►

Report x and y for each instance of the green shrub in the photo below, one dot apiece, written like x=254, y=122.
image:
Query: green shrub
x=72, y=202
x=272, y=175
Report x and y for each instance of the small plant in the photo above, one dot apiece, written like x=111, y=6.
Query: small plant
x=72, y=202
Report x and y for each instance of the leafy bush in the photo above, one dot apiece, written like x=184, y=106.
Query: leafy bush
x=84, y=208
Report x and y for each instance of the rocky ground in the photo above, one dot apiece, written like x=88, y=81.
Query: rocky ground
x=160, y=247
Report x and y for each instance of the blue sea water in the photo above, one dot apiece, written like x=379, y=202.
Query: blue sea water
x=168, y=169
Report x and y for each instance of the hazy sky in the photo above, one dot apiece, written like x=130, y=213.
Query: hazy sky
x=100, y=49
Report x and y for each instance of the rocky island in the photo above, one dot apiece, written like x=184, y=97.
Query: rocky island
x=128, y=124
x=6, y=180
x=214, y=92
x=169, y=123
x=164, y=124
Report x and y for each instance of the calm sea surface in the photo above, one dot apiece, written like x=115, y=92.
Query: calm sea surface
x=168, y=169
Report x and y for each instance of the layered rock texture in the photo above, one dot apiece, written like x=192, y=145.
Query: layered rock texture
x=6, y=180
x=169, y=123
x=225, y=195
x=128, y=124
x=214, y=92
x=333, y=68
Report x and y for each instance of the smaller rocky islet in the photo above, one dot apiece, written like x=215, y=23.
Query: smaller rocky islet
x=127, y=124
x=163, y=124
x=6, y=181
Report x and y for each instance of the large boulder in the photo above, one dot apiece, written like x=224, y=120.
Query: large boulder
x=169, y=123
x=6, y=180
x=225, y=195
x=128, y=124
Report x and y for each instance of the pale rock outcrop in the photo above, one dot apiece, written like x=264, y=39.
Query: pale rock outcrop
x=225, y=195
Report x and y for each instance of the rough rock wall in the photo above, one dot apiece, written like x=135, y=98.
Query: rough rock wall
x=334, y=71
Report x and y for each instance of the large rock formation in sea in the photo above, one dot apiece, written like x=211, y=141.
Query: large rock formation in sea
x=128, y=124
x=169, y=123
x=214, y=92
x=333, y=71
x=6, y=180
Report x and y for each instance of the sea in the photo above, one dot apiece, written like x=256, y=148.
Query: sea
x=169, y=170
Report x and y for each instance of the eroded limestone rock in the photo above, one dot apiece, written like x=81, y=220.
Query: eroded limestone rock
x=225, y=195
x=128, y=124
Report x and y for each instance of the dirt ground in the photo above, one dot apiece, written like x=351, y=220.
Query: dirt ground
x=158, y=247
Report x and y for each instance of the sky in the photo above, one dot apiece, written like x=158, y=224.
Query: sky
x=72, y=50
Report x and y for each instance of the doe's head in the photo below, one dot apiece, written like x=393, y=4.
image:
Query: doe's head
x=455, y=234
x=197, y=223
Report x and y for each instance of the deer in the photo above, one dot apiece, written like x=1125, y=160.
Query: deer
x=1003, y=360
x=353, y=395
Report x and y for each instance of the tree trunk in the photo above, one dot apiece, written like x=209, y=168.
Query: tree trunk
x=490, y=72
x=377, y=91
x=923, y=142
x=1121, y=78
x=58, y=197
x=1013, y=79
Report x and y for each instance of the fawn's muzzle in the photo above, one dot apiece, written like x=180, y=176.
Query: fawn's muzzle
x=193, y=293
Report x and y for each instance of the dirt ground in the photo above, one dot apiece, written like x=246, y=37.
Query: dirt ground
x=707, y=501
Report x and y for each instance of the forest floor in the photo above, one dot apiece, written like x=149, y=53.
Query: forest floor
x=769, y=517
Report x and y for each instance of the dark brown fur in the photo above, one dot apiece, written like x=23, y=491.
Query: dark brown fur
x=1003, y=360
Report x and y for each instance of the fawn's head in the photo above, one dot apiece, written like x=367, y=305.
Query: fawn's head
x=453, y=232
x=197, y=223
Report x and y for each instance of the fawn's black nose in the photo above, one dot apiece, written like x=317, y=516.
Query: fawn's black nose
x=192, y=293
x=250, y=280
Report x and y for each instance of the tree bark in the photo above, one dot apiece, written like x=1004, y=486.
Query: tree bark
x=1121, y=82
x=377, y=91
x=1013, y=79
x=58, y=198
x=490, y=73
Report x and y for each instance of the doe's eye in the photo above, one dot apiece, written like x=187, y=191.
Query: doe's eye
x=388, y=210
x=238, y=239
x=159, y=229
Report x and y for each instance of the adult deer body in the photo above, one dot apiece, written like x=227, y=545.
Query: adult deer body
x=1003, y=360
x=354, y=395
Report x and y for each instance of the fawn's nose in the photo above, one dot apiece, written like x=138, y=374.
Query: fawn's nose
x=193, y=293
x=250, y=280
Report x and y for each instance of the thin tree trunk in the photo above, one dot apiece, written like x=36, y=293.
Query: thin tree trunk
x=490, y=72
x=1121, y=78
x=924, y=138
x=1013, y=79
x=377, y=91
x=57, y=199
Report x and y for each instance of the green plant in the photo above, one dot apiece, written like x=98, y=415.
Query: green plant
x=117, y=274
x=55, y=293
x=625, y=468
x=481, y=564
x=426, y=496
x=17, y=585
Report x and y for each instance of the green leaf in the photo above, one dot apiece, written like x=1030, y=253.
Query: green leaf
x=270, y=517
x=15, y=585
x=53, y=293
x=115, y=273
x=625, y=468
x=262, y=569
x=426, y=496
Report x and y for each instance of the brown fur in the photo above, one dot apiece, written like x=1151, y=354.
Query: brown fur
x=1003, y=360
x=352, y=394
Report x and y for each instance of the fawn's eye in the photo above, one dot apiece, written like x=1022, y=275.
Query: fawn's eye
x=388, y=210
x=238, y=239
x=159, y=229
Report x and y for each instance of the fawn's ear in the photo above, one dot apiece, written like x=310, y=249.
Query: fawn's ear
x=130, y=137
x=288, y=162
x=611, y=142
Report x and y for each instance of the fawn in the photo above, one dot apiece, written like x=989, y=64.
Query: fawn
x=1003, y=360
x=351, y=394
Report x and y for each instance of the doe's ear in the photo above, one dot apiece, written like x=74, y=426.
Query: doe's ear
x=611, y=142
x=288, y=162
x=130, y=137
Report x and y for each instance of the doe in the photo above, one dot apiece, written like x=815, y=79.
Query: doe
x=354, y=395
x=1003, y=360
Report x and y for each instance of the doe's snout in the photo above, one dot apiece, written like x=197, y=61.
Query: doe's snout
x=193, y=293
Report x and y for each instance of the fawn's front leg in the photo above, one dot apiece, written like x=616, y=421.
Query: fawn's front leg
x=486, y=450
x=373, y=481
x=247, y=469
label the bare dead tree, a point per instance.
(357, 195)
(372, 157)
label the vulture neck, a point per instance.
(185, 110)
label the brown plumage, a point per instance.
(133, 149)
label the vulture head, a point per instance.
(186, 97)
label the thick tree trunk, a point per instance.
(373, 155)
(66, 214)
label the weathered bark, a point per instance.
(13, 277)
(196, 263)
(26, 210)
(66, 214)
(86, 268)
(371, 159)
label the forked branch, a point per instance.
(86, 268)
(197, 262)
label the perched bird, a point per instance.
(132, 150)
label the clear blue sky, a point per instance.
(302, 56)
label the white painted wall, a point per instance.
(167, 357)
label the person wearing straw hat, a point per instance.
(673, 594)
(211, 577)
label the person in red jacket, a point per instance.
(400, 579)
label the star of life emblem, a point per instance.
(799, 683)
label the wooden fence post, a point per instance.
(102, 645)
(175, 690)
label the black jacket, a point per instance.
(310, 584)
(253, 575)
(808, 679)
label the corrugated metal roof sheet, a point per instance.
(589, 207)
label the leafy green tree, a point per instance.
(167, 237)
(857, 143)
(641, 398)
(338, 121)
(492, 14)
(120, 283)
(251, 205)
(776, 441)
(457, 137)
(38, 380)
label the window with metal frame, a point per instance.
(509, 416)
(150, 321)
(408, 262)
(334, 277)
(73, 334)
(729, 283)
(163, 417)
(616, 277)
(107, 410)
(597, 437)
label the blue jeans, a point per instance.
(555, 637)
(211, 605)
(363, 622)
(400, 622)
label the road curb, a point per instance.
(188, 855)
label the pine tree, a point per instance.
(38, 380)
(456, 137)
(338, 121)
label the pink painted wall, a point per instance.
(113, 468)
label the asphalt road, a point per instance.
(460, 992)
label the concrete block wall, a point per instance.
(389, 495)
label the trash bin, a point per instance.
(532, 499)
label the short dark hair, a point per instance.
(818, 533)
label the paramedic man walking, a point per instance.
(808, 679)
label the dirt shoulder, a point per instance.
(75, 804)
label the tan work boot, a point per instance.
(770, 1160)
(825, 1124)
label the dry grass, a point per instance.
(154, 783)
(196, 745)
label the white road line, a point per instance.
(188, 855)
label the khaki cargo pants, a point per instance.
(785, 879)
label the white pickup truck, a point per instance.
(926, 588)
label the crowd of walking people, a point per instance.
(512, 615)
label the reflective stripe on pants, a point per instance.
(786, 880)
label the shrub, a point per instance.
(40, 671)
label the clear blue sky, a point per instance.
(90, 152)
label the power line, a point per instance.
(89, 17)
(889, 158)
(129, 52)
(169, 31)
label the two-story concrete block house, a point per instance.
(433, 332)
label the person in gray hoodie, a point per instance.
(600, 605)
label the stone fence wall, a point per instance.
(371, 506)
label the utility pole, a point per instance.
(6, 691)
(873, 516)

◄

- _WORK TO COMPLETE_: Please copy the lines word for word, starting at the first line and ending at the line that contains "x=333, y=68".

- _ANSWER TO THE PROBLEM_:
Report x and y for each instance of the green shrub in the photo below, one dot apiece, written like x=254, y=122.
image:
Query: green shrub
x=72, y=202
x=272, y=175
Report x and y for each instance of the small plant in the photo above, one dot apiece, written like x=111, y=6.
Query: small plant
x=72, y=202
Report x and y for each instance of the leafy bush in the photo above, one dot apiece, written like x=184, y=106.
Query: leafy bush
x=84, y=208
Report x and y for each instance of the rocky ground in the photo above, one dot apiece, written like x=88, y=81.
Query: rocky ground
x=160, y=247
Report x and y for each instance of the blue sea water in the photo above, one dot apiece, written like x=379, y=202.
Query: blue sea water
x=168, y=169
Report x and y for each instance of the hazy sky in the photo above, one dot apiece, written like x=130, y=213.
Query: hazy sky
x=100, y=49
Report x and y for each instance of the rocky island in the photo above, one dot apiece, written like x=184, y=97.
Query: rocky island
x=128, y=124
x=6, y=180
x=214, y=92
x=169, y=123
x=164, y=124
Report x and y for each instance of the calm sea surface in the photo above, one dot apiece, written like x=115, y=92.
Query: calm sea surface
x=168, y=169
Report x and y for each instance of the layered rock texture in the photo above, one dot apiece, written like x=192, y=145.
Query: layered rock texture
x=6, y=180
x=169, y=123
x=225, y=195
x=128, y=124
x=214, y=92
x=333, y=68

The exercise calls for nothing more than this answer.